▸ Your assignment: If a line appears in the data below, it must appear in your answer exactly as given.

▸ Exercise materials:
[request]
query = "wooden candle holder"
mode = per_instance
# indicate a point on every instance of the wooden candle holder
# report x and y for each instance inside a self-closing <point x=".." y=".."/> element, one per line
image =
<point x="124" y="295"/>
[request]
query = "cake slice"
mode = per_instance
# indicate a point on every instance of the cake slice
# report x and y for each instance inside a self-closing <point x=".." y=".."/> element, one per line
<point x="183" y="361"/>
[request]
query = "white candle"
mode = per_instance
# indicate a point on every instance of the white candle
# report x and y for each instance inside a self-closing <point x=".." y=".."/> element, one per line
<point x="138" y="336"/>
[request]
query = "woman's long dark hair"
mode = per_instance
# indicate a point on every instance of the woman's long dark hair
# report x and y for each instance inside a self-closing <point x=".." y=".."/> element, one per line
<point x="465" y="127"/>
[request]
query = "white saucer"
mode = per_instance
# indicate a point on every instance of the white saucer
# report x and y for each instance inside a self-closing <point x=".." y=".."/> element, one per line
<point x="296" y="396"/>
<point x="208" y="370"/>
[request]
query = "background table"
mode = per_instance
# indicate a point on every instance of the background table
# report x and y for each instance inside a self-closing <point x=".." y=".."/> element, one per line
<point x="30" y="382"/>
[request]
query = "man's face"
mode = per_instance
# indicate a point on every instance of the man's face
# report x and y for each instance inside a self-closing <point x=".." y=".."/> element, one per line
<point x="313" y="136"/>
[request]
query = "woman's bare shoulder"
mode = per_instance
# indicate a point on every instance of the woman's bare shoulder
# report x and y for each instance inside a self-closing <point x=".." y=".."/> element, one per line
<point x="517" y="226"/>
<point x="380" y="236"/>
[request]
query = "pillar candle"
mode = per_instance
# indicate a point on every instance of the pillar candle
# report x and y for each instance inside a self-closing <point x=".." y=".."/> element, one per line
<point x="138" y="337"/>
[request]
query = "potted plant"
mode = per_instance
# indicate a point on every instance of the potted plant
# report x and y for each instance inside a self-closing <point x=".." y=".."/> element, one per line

▸ Answer for this exercise:
[request]
query = "wooden candle holder"
mode = per_instance
# indicate a point on every instance of the wooden candle holder
# report x and y for each instance inside a self-closing <point x=".." y=".."/> element, one per line
image =
<point x="124" y="295"/>
[request]
query = "cake slice"
mode = per_instance
# indicate a point on every instance of the cake slice
# report x and y for each instance inside a self-closing <point x=".." y=".."/> element, one per line
<point x="183" y="361"/>
[request]
query = "white candle"
mode = per_instance
# indicate a point on every instance of the white candle
# report x and y for each instance inside a self-closing <point x=".." y=".."/> element, one per line
<point x="138" y="336"/>
[request]
query = "woman's long dark hair"
mode = per_instance
# indicate a point on every instance of the woman's long dark hair
# report x and y for each instance inside a self-closing <point x=".." y=".."/> element, one per line
<point x="465" y="127"/>
[request]
query = "white saucer"
mode = per_instance
# indicate a point on every instance of the white saucer
# report x and y for each instance inside a self-closing <point x=".." y=".."/> element, one per line
<point x="296" y="396"/>
<point x="208" y="370"/>
[request]
query = "background table"
mode = per_instance
# indicate a point on every instance of the background table
# report x and y for each instance inside a self-closing <point x=".." y=".."/> element, one per line
<point x="30" y="382"/>
[request]
query = "man's face"
mode = per_instance
# indicate a point on every instance of the man's face
# report x and y for each instance inside a self-closing <point x=".." y=".."/> element, one per line
<point x="313" y="136"/>
[request]
query = "woman's bare shoulder"
mode = per_instance
# indicate a point on every instance of the woman's bare shoulder
# report x and y for each instance inside a self-closing <point x=".." y=".."/> element, one per line
<point x="517" y="226"/>
<point x="380" y="236"/>
[request]
query = "pillar candle"
mode = per_instance
# indicate a point on every instance of the pillar candle
# report x and y for each instance inside a self-closing <point x=".." y=".."/> element, one per line
<point x="138" y="337"/>
[request]
query = "potted plant"
mode = per_instance
# indicate a point on every instance of the potted plant
# report x and y for each instance inside a self-closing <point x=".." y=".."/> element, one per line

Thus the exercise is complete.